* [EXERCISE DETAILS]
Identify every line in the entries below that contains the word "street" and copy each such line in full.

* [SUPPLIED MATERIAL]

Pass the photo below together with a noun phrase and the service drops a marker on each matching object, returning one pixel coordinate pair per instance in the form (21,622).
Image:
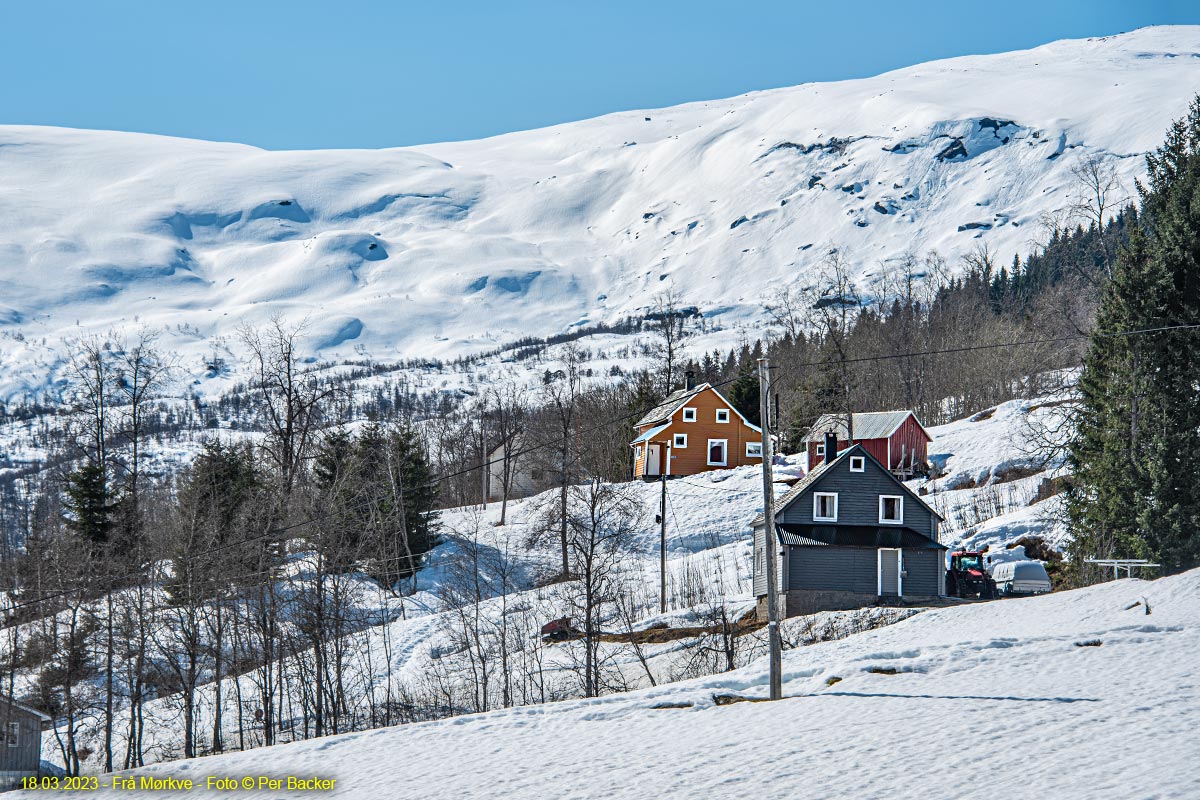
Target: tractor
(967,577)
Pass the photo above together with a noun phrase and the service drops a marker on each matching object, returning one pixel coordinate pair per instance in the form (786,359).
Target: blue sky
(361,73)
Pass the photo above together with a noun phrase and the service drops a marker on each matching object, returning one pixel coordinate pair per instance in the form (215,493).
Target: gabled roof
(868,425)
(676,400)
(797,489)
(27,709)
(664,410)
(823,467)
(649,434)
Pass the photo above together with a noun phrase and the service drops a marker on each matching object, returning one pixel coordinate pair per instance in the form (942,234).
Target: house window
(825,506)
(891,509)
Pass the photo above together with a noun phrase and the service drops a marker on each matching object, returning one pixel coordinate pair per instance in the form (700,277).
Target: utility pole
(771,543)
(663,548)
(484,465)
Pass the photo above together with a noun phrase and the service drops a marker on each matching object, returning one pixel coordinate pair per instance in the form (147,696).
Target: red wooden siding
(907,438)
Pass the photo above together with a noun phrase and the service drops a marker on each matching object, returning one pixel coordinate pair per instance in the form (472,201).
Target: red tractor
(967,577)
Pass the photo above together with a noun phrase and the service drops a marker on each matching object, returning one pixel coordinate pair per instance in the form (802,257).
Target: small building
(525,476)
(695,429)
(21,741)
(895,439)
(851,535)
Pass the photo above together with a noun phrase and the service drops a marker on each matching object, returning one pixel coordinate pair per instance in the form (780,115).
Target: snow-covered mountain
(449,248)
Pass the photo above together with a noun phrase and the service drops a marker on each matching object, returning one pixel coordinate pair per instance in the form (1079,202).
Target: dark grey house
(851,535)
(21,741)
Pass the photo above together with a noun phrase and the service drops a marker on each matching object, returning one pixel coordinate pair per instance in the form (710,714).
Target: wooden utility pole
(663,548)
(771,543)
(484,467)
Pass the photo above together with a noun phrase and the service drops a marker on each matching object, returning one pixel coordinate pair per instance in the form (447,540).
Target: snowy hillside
(450,248)
(408,645)
(1062,696)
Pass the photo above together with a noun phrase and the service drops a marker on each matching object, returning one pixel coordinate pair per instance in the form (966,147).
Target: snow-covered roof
(27,709)
(665,409)
(868,425)
(649,434)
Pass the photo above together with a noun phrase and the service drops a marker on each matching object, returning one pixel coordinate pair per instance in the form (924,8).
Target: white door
(652,461)
(889,572)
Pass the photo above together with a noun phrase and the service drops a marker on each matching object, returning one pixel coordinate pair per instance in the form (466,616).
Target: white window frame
(899,499)
(816,504)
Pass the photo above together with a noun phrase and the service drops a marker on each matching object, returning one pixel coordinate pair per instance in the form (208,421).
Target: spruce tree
(1137,452)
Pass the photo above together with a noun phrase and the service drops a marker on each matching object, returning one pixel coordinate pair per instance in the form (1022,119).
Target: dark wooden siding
(922,570)
(27,756)
(858,499)
(760,577)
(833,569)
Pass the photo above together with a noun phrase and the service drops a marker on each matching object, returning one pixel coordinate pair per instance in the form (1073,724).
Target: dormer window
(891,510)
(825,506)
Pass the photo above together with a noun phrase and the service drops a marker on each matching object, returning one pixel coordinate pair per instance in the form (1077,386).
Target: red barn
(897,439)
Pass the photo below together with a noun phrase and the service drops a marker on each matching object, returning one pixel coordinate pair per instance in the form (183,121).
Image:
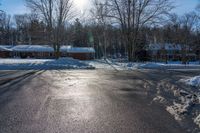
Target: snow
(118,65)
(43,64)
(194,81)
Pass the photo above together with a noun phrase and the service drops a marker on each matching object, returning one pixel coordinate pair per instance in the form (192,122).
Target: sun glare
(81,4)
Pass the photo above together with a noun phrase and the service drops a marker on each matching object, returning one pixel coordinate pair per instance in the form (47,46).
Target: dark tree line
(114,27)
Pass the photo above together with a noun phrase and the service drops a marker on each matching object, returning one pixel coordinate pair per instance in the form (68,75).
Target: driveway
(81,101)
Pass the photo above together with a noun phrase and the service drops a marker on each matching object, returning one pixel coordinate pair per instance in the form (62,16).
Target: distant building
(5,51)
(44,51)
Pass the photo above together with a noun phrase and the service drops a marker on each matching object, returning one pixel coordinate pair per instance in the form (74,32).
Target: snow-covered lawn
(117,65)
(43,64)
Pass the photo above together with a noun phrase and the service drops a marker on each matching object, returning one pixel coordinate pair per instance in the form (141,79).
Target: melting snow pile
(47,64)
(195,81)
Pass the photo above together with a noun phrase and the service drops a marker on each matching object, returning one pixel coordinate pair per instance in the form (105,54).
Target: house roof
(81,50)
(32,48)
(166,46)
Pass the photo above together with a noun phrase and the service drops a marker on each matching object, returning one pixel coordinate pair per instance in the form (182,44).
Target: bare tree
(55,13)
(132,15)
(99,13)
(188,24)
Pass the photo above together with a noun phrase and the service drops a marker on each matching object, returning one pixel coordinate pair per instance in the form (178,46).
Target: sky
(18,6)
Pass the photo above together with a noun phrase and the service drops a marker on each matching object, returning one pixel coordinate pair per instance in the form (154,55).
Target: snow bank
(195,81)
(37,64)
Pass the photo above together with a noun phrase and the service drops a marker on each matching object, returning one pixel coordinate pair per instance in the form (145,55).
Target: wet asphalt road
(85,101)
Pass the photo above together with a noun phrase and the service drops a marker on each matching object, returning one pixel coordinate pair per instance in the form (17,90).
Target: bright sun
(81,4)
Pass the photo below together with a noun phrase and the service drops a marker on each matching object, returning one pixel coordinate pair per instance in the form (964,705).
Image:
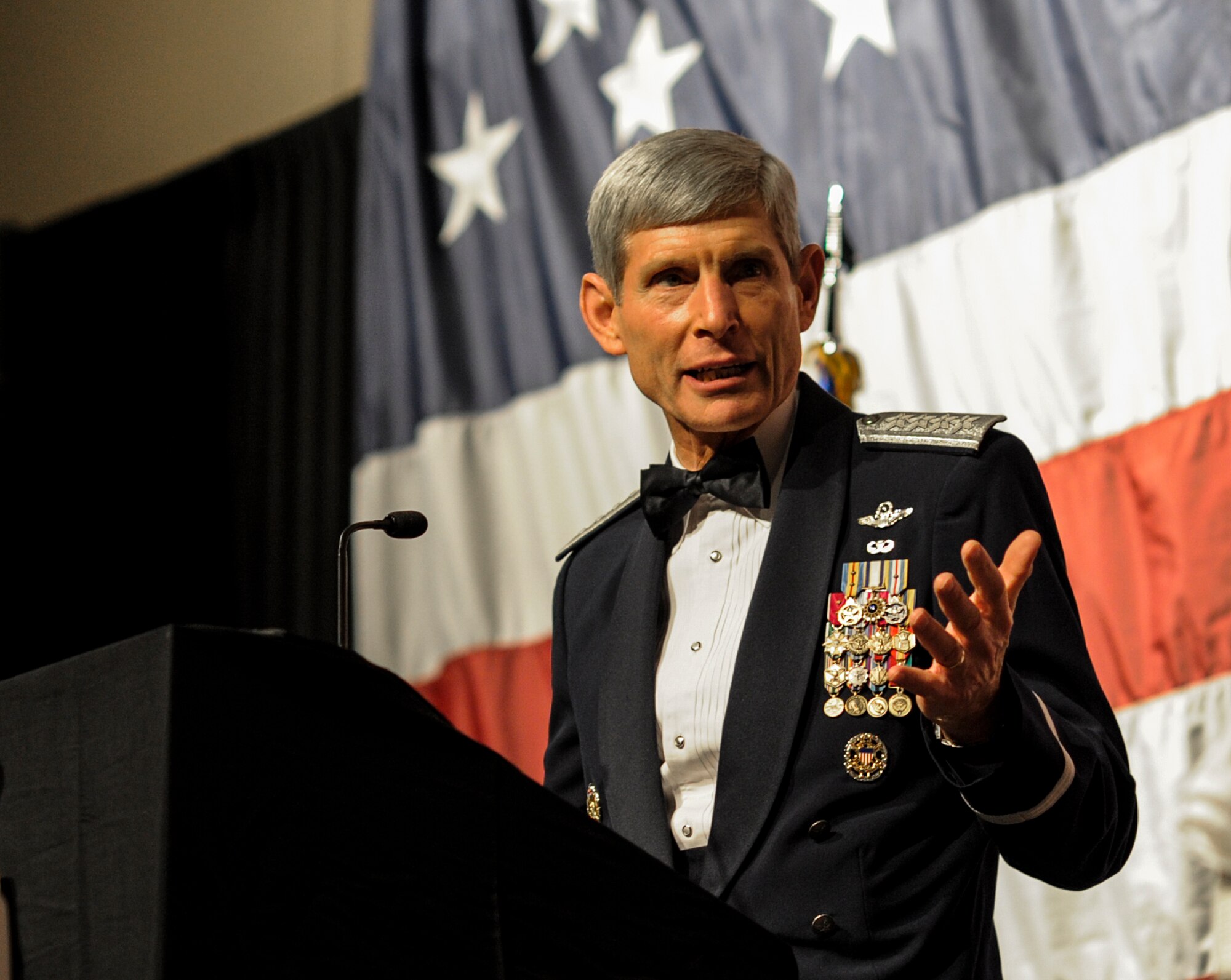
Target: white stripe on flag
(1079,311)
(1147,922)
(503,492)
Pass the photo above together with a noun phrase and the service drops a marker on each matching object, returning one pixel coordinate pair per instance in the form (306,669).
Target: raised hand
(958,691)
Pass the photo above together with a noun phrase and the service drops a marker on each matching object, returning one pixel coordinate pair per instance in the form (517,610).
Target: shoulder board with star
(947,431)
(616,512)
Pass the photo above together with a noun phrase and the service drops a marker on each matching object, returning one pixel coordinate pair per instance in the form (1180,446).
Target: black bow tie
(737,476)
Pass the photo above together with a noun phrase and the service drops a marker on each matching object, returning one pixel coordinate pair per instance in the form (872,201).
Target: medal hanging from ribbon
(867,633)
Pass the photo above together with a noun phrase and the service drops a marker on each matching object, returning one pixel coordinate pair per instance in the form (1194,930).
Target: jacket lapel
(780,642)
(627,720)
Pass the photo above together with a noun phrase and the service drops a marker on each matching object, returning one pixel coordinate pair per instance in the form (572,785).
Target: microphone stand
(396,525)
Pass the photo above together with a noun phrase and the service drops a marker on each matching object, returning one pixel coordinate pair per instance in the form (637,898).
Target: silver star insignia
(886,515)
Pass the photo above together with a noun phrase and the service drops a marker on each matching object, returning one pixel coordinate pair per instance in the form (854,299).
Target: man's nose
(716,308)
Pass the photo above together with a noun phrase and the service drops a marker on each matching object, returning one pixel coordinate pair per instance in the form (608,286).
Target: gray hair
(685,177)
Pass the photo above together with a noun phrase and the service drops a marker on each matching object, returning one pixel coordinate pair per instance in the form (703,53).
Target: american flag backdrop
(1038,197)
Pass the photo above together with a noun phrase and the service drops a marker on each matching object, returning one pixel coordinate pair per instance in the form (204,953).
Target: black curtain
(177,392)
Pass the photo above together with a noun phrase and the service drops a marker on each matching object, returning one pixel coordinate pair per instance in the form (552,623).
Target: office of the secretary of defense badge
(866,757)
(866,634)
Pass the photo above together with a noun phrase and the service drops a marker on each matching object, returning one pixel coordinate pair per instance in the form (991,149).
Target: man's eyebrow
(753,252)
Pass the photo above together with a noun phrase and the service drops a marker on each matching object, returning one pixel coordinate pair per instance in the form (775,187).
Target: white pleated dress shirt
(712,572)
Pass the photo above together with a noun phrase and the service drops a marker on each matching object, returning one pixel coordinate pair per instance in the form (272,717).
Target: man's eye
(670,277)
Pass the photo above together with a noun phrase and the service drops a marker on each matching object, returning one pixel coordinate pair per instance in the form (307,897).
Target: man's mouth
(713,375)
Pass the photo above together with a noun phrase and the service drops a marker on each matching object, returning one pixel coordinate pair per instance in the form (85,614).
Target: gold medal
(835,676)
(866,757)
(873,608)
(851,613)
(900,704)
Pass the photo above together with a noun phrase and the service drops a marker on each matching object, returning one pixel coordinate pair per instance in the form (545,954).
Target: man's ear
(599,311)
(812,266)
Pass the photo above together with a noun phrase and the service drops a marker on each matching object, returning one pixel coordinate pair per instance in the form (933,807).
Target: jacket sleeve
(562,763)
(1053,788)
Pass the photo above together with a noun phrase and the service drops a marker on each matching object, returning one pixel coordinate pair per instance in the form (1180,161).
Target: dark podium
(200,802)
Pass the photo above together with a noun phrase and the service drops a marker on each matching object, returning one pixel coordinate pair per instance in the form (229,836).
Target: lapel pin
(886,515)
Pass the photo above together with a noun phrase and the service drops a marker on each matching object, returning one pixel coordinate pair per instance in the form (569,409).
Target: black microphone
(403,525)
(396,525)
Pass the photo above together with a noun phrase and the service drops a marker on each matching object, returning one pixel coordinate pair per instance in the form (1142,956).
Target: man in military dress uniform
(774,601)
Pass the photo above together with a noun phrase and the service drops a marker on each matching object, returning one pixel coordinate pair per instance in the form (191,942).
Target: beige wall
(98,99)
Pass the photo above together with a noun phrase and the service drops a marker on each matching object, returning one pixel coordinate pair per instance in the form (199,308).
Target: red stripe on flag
(1145,519)
(500,696)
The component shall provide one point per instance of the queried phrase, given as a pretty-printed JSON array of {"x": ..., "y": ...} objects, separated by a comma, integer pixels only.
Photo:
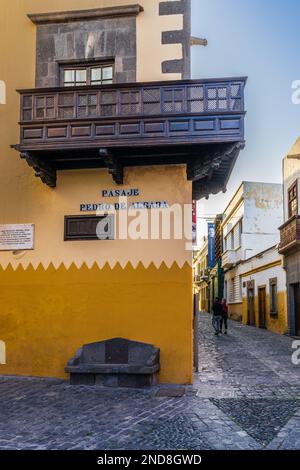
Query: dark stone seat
[{"x": 116, "y": 362}]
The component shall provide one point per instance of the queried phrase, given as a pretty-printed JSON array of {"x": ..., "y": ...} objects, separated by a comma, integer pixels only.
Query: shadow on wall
[
  {"x": 2, "y": 353},
  {"x": 2, "y": 92}
]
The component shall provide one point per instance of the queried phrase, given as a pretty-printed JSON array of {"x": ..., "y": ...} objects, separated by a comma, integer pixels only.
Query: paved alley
[{"x": 246, "y": 396}]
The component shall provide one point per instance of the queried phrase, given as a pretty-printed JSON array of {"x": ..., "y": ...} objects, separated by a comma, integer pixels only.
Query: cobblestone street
[{"x": 246, "y": 396}]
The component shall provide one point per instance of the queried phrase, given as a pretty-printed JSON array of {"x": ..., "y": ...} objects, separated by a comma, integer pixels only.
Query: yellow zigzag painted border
[{"x": 84, "y": 266}]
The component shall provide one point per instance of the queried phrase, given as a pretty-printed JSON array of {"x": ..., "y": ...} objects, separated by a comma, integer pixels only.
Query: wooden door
[
  {"x": 297, "y": 308},
  {"x": 251, "y": 307},
  {"x": 262, "y": 307}
]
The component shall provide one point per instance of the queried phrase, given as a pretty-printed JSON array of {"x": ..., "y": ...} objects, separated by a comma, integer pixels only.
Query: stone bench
[{"x": 116, "y": 362}]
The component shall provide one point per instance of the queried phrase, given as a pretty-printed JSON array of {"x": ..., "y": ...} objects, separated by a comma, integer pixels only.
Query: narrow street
[{"x": 246, "y": 396}]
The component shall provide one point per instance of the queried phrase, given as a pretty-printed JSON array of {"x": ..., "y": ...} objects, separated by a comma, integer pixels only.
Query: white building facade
[
  {"x": 290, "y": 235},
  {"x": 250, "y": 226}
]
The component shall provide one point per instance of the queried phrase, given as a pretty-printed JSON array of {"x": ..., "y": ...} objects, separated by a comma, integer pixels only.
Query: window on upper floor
[
  {"x": 293, "y": 199},
  {"x": 86, "y": 74},
  {"x": 240, "y": 231}
]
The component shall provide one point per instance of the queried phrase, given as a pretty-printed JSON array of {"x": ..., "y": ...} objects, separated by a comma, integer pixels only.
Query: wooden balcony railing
[
  {"x": 139, "y": 114},
  {"x": 290, "y": 235},
  {"x": 199, "y": 123}
]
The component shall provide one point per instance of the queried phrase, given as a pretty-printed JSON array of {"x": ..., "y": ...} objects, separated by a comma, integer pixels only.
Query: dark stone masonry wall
[
  {"x": 87, "y": 40},
  {"x": 183, "y": 66}
]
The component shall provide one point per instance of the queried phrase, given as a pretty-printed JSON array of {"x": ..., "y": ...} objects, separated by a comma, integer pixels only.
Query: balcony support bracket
[
  {"x": 201, "y": 170},
  {"x": 41, "y": 169},
  {"x": 113, "y": 165}
]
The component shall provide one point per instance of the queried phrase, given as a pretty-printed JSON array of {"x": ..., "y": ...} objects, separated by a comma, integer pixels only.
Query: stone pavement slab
[{"x": 246, "y": 396}]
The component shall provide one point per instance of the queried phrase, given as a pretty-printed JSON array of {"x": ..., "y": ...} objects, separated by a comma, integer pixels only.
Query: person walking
[
  {"x": 224, "y": 319},
  {"x": 217, "y": 316}
]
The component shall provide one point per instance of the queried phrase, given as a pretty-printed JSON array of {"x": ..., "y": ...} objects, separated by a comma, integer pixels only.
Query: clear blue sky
[{"x": 259, "y": 39}]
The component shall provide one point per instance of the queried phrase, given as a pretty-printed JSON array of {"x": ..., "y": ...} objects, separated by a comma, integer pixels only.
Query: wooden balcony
[
  {"x": 196, "y": 122},
  {"x": 290, "y": 236}
]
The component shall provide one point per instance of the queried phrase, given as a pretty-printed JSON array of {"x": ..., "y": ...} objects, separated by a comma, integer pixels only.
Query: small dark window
[
  {"x": 293, "y": 199},
  {"x": 273, "y": 297},
  {"x": 89, "y": 74},
  {"x": 93, "y": 227}
]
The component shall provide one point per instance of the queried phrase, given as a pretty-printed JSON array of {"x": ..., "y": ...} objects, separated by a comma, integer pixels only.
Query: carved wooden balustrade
[{"x": 132, "y": 124}]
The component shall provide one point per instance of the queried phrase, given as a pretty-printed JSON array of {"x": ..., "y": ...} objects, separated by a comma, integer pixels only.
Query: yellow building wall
[
  {"x": 236, "y": 311},
  {"x": 47, "y": 314},
  {"x": 64, "y": 294},
  {"x": 276, "y": 324}
]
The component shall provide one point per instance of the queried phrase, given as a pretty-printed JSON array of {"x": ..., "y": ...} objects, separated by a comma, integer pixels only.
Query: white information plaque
[{"x": 16, "y": 237}]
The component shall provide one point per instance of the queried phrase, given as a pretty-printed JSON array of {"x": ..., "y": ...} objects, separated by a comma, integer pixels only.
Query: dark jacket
[
  {"x": 217, "y": 309},
  {"x": 225, "y": 310}
]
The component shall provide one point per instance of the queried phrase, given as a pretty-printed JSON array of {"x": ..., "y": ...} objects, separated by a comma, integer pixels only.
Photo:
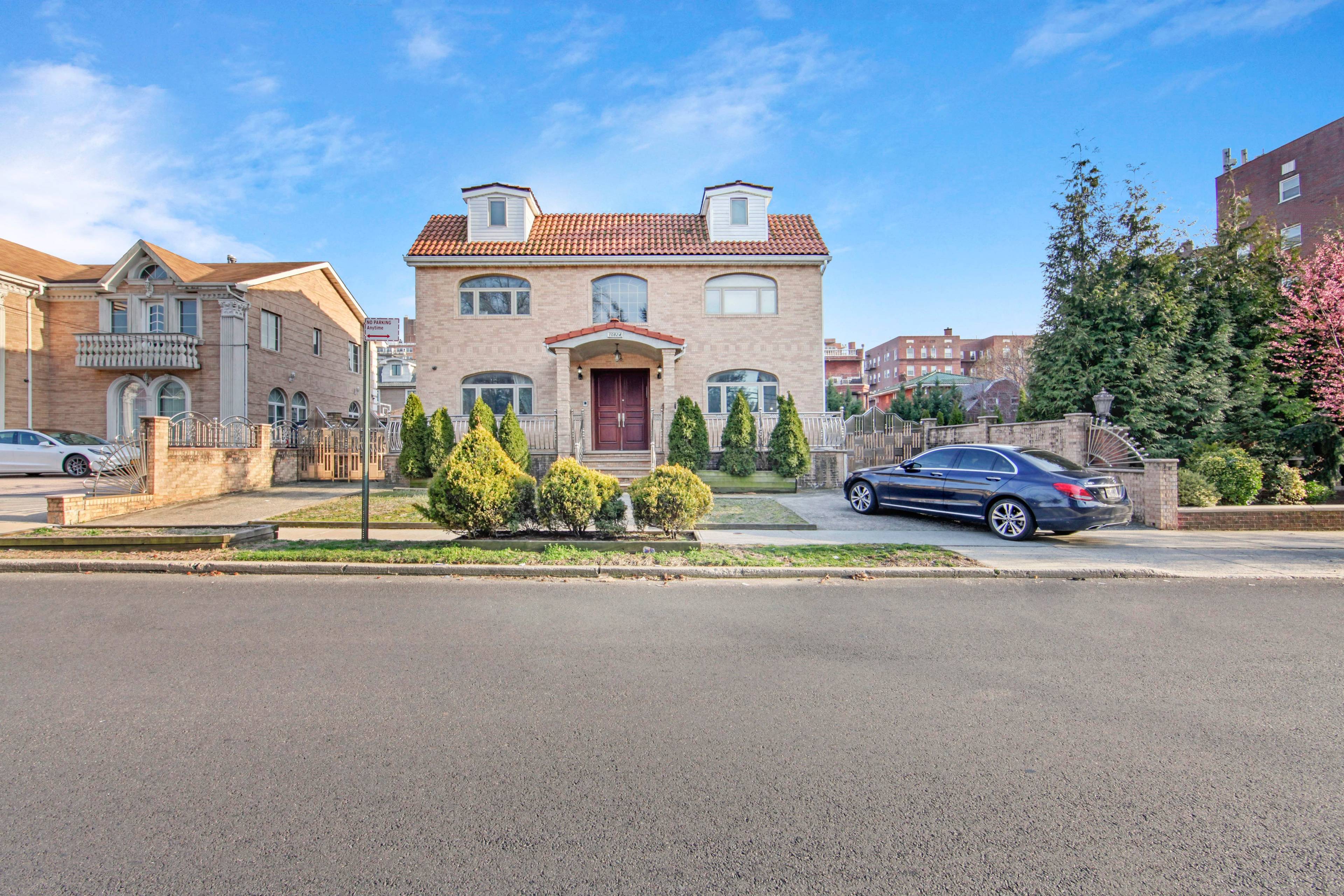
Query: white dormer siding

* [ANSWER BELOW]
Query: cobblestone street
Query: narrow street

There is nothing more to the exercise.